• [Yapılacak görev 1]:
Aşağıdaki satırlar arasından "blue" kelimesini içeren her satırı seç ve aynen kopyala. Büyük-küçük harf ayrımı dikkate alınmalı.

• [Sayfa metni]:
Arınç, partisinin İl Başkanlığınca Merinos Atatürk Kongre ve Kültür Merkezi'nde düzenlenen "34. İl Danışma Kurulu Toplantısı'nda yaptığı konuşmada, Manisa'nın Demirci köyündeki bir hatırasından bahsetti.
Arınç, 'Rahmetli Erbakan Hoca, Demirci'ye geldi. Demirci'de bir evde sabah kahvaltı yapıyoruz; yer sofrası, üstünde kasnak, onun üstünde de bir tepsi. Tepsinin içindekiler biraz zeytin, biraz peynir ve köy ekmeği, Semerci Dede diye bildiğimiz kişi orada, ben oradayım avukat ortağım orada ve biz 40 küsur sene sonra bir taziye için gittiğimiz evde; bu hatıraları görüyoruz. Bunlar bize 50 tane Başbakanlıktan daha kıymetlidir, çok şükür bunların hepsini görmüş yaşamış insanlarız' diye konuştu.
- 9 seçim başarısı
'Birisi bir yazı yazdı, bir söz söyledi. Belki de bizi kastetti; tam bilemiyorum. 'Bizim şuna veya buna bir diyet borcumuz yoktur' dedi' ifadesini kullanan Arınç, şöyle devam etti:
'Bu çok doğru bir söz ama bu sözü şöyle açmak lazım. Bizim, ben de dahil, Tayyip Erdoğan da dahil, Recep Altepe de dahil, hiç kimseye diyet borcumuz yok. Bizim iki şeye karşı vefa borcumuz var, şükür borcumuz var. Birincisi kuvvet kudret sahibi olan Allah'a, dua ve şükür borcumuz var. Bizi aziz eden O'dur, bize izzet, güç, cesaret veren, önümüzdeki bütün barajları yıkıp yine bizi ayakta tutan tek güç Allah'ın bize verdiği güç ve kuvvettir. O yüzden her sözümüzün arkasından her yaptığımız işin arkasından Rabbimize şükretmemiz, tevekkül etmemiz lazım. 9 seçim başarısı, en az 9 defa bizim Allah'ımıza şükür borcumuzu gösteriyor. İkincisi; fani şahıslara bir diyet borcumuz yok bizim ama millete karşı bir teşekkür borcumuz var. Bu millet hiç görmeden bize inandı, hiç denemeden bizi seçti, her türlü güçlüğe, her türlü zorluğa rağmen bizim arkamızda durdu. Onun için şu aziz milletimiz var ya; eli öpülecek bir millettir. Milletimiz sayesinde hep başarılar kazandık. '
- Üç dönem kuralı
İnsanların en sevdikleri dostlarından bir gün ayrılacağını dile getiren Başbakan Yardımcısı Arınç, 'Biz elhamdülillah kişiler üzerine bina etmiyoruz. Başbakanımız 'üç dönem şartına uyacağız' dediği zaman Cumhurbaşkanı olmasaydı; önümüzdeki Haziran'da ne olacaktı. Aktif siyasete veda edecekti. 'Vakıf çalışmaları yaparız' dedi, şunu yaparız bunu yaparız uluslararası bazı çalışmalar yaparız dedi. 'Ama siz giderseniz bu partiye ne olur?' deyince; 'fani şahıslar üzerine bina etmeyin' dedi. 'Farz edin ki lideriniz ölmüş desinler' dedi. Allah gecinden versin ama takdiri ilahi bir gün kendini gösterecek. En sevdiğimiz insanlardan bir gün ayrılacağız. Hz. Peygamberimiz vefat ettiği zaman sahabe şaşırdı, adeta cinnet geçirdi. 'Olmaz kimse ona öldü demesin' dedi. O zaman Hz. Ebubekir, 'o bir faniydi öldü, baki olan Allah'tır' dedi. İnsanları teskin etmemiz lazım, (farz edin ki liderimiz öldü desinler) bunu herkesin düşünmesi lazım. O yüzden bu dava kimseye diyet borcu taşımaz, ben dahil olmak üzere..' şeklinde konuştu.

• [Yapılacak görev 2]:
Yukarıdaki haber metninde "Arınç, partisinin İl" ifadesinden "bir hatırasından bahsetti." ifadesine kadar olan kısmı hiçbir değişiklik yapmadan yazdır.

(Bölge bölütleme verileri)
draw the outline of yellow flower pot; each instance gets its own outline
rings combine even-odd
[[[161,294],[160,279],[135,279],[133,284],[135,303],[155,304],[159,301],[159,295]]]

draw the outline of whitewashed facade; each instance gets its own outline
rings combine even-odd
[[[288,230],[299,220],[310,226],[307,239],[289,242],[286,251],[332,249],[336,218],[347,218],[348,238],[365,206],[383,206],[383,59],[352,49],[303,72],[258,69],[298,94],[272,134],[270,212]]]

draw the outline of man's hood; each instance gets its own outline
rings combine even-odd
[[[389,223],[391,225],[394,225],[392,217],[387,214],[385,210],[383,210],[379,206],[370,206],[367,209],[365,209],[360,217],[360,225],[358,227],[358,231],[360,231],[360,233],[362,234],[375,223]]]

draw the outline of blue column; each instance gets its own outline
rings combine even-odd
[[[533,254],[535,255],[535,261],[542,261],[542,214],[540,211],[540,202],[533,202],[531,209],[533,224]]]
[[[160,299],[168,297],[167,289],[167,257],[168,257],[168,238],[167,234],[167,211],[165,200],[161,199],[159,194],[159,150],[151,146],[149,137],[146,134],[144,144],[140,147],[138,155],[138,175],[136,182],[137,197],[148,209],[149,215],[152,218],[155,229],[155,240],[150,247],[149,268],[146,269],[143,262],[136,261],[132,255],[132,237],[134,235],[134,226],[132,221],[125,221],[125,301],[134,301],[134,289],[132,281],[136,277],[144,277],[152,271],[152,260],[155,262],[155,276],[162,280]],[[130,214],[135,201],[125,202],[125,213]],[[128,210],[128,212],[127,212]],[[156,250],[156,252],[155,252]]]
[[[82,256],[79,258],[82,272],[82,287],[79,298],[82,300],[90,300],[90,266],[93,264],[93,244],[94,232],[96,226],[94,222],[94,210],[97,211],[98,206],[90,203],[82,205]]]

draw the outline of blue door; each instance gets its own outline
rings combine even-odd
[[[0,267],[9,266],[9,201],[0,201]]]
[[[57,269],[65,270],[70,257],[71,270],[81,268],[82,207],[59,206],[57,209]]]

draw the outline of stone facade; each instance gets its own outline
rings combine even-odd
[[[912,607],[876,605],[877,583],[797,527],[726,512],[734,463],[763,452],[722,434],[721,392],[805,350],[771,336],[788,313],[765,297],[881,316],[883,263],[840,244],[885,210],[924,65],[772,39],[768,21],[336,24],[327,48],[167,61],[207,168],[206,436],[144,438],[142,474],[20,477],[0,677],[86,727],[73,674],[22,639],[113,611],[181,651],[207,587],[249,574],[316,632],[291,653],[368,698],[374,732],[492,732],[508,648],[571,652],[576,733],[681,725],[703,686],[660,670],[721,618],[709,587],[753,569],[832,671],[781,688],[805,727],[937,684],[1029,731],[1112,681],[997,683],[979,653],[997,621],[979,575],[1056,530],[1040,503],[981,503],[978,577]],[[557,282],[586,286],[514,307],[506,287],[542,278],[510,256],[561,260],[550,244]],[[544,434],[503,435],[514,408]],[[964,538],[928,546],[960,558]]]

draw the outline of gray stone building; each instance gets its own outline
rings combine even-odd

• [Tamamlanan yanıt 1]:
draw the outline of blue column; each instance gets its own outline
draw the outline of blue door; each instance gets its own outline

• [Tamamlanan yanıt 2]:
Arınç, partisinin İl Başkanlığınca Merinos Atatürk Kongre ve Kültür Merkezi'nde düzenlenen "34. İl Danışma Kurulu Toplantısı'nda yaptığı konuşmada, Manisa'nın Demirci köyündeki bir hatırasından bahsetti.